### [What is being asked]
Repeat each of the following records line for line, without changing anything.

(Rows of box annotation data)
****
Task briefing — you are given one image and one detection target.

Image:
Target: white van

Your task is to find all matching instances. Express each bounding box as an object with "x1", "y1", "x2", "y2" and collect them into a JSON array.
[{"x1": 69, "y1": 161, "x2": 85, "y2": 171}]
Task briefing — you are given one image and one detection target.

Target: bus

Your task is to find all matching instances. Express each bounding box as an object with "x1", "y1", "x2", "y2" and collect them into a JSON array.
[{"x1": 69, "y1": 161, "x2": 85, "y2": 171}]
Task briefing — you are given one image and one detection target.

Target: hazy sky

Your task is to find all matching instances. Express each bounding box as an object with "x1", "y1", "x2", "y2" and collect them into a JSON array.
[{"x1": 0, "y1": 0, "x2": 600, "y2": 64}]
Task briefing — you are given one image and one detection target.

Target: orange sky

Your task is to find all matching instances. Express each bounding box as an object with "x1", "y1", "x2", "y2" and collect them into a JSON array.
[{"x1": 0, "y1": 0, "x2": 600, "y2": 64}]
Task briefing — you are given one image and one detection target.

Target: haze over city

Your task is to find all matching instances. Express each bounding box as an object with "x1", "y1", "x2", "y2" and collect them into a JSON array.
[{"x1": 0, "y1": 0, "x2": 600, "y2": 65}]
****
### [Result of this exercise]
Task briefing — you are given one image and one detection target.

Image:
Target: white van

Your task is to find all matching instances. Express each bounding box as an object with "x1", "y1", "x2", "y2" and collect them into a JSON array.
[{"x1": 69, "y1": 161, "x2": 85, "y2": 171}]
Task briefing — you are given one image and one detection target.

Target: bus

Your task is to find all matching instances. Express each bounding box as an object with "x1", "y1", "x2", "y2" and collect them into a JSON array.
[{"x1": 69, "y1": 161, "x2": 85, "y2": 171}]
Task briefing — you are given one image and one detection target.

Target: hazy sky

Your task is to find all matching instances. Express each bounding box as an object with "x1", "y1", "x2", "y2" and collect them into a JSON array.
[{"x1": 0, "y1": 0, "x2": 600, "y2": 64}]
Task briefing — you are given one image and one detection target.

Target: orange sky

Your task is to find all matching instances. Express each bounding box as an object with "x1", "y1", "x2", "y2" and collect them into a JSON array.
[{"x1": 0, "y1": 0, "x2": 600, "y2": 64}]
Task briefing — you are given one image and one detection target.

Target: haze over city

Your task is to find all matching instances. Express each bounding box as an object with "x1", "y1", "x2", "y2" and collect them into a JSON array.
[{"x1": 0, "y1": 0, "x2": 600, "y2": 65}]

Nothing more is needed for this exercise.